- _Material provided_:

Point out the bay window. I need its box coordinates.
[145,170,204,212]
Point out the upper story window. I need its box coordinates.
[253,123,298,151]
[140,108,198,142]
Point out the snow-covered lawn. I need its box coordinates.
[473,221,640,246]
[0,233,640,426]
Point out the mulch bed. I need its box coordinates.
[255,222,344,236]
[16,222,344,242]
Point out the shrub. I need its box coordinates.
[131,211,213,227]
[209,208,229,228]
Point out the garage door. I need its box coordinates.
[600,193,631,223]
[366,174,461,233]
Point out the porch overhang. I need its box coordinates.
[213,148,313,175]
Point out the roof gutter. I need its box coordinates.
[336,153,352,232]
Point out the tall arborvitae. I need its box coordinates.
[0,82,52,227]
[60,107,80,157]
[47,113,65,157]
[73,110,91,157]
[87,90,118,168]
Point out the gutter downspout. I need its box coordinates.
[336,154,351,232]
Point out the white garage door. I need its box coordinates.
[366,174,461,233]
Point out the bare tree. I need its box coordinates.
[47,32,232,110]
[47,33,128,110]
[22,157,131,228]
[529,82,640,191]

- _What the task asks_: Please output the lines above with no changes.

- _Exercise result_:
Point out the bay window. I need its box coordinates.
[145,170,204,212]
Point out the upper story window. I need its box coordinates.
[253,123,298,151]
[140,108,198,142]
Point out the snow-covered lawn. I need its box coordinates.
[473,221,640,246]
[0,233,640,426]
Point out the mulch bed. I need its box coordinates.
[255,222,344,236]
[16,222,344,242]
Point out the shrub. I need its box coordinates.
[131,211,213,227]
[209,208,229,228]
Point out the garage door. I need its box coordinates.
[600,193,631,223]
[366,174,461,233]
Point out the porch overhang. I need its box coordinates.
[213,148,313,175]
Point out the roof gutter. I need its box coordinates.
[336,153,352,232]
Point out the tall arborvitae. I need its box coordinates.
[0,82,52,227]
[60,107,80,157]
[47,113,65,157]
[73,110,91,157]
[87,90,118,168]
Point out the gutter downspout. I need its box coordinates.
[336,154,351,232]
Point out the white garage door. I need its box coordinates.
[366,174,461,233]
Point out the bare tree. I need its box coordinates.
[47,32,232,110]
[47,33,128,110]
[22,157,131,228]
[529,82,640,191]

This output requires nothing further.